EXTRACTED TEXT:
※ ※ ※

Politics Blog 2004/04

 

Review:The price of intervention

2004-04-29 00:00:00

Doug Bandow, a former Reagan administration official, on the consequences of American foreign policy: Terrorism cannot be treated in isolation from American foreign policy. It’s not that Americans deserved to die, that the blame falls on U.S. policymakers instead of the killers who hijacked and crashed four planes. Rather, terrorism must be understood as an inevitable consequence of global intervention.

Doug Bandow’s position is that other nations ought to set American foreign policy. He describes terrorism as a tool of weak nations, and believes that the US is provoking attacks against itself by taking positions that are contrary to the interests of terror-sponsoring countries. The problem with this approach is that it is an invitation for our enemies to attack us by sponsoring terror groups in order to separate us from our allies.

Doug Bandow’s approach is pretty radical - the American way has always been to respect those who respect us and punish those who attack us. He is proposing that the US abandon its allies to appease its enemies. It is the Cato Institute’s (Bandow’s think tank) penny-wise, pound-foolish approach that has led to China’s ever-expanding push into the South China Sea (through the American abandonment of the Filipino bases in the early 1990’s) and the extinction of the only Christian government in the Arab world in Lebanon. The Cato Institute is misnamed - it wants to bury its head in the sand about the danger from abroad, whereas Cato the Elder pushed for the destruction of Rome’s enemies, the most famous example of which was the leveling of Carthage.

※ ※ ※

GIVEN REQUEST A: Report only the number of lines in the records that contain the string "desert".

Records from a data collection
※ ※ ※

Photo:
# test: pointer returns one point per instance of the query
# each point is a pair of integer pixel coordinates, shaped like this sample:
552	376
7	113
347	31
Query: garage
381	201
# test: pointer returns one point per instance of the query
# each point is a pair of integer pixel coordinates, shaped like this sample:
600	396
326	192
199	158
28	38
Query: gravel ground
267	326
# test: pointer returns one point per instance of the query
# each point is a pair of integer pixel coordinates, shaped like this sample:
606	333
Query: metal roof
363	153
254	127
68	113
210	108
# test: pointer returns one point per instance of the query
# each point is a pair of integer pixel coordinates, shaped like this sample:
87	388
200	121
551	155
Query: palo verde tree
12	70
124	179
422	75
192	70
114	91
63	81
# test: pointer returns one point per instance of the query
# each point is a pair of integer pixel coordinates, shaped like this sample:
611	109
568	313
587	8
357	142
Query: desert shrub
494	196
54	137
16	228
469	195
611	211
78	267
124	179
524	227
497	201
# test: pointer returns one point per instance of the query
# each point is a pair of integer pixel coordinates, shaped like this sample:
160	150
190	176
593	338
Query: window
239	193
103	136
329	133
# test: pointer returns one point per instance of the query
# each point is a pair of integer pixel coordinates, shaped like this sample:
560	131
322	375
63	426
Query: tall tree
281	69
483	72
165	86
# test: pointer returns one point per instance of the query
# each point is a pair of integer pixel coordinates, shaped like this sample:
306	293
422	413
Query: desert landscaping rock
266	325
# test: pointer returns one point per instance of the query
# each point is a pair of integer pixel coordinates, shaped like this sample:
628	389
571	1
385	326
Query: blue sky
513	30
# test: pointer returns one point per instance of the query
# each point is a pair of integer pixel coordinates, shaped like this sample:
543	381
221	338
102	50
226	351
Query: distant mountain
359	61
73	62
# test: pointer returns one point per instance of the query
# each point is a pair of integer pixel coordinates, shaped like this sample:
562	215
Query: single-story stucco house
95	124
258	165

※ ※ ※

GIVEN REQUEST B: Repeat, word for word, everything in the blog post from "Review:The price of" down to "of global intervention.".

FULL OUTPUT A: 2

FULL OUTPUT B:
Review:The price of intervention

2004-04-29 00:00:00

Doug Bandow, a former Reagan administration official, on the consequences of American foreign policy: Terrorism cannot be treated in isolation from American foreign policy. It’s not that Americans deserved to die, that the blame falls on U.S. policymakers instead of the killers who hijacked and crashed four planes. Rather, terrorism must be understood as an inevitable consequence of global intervention.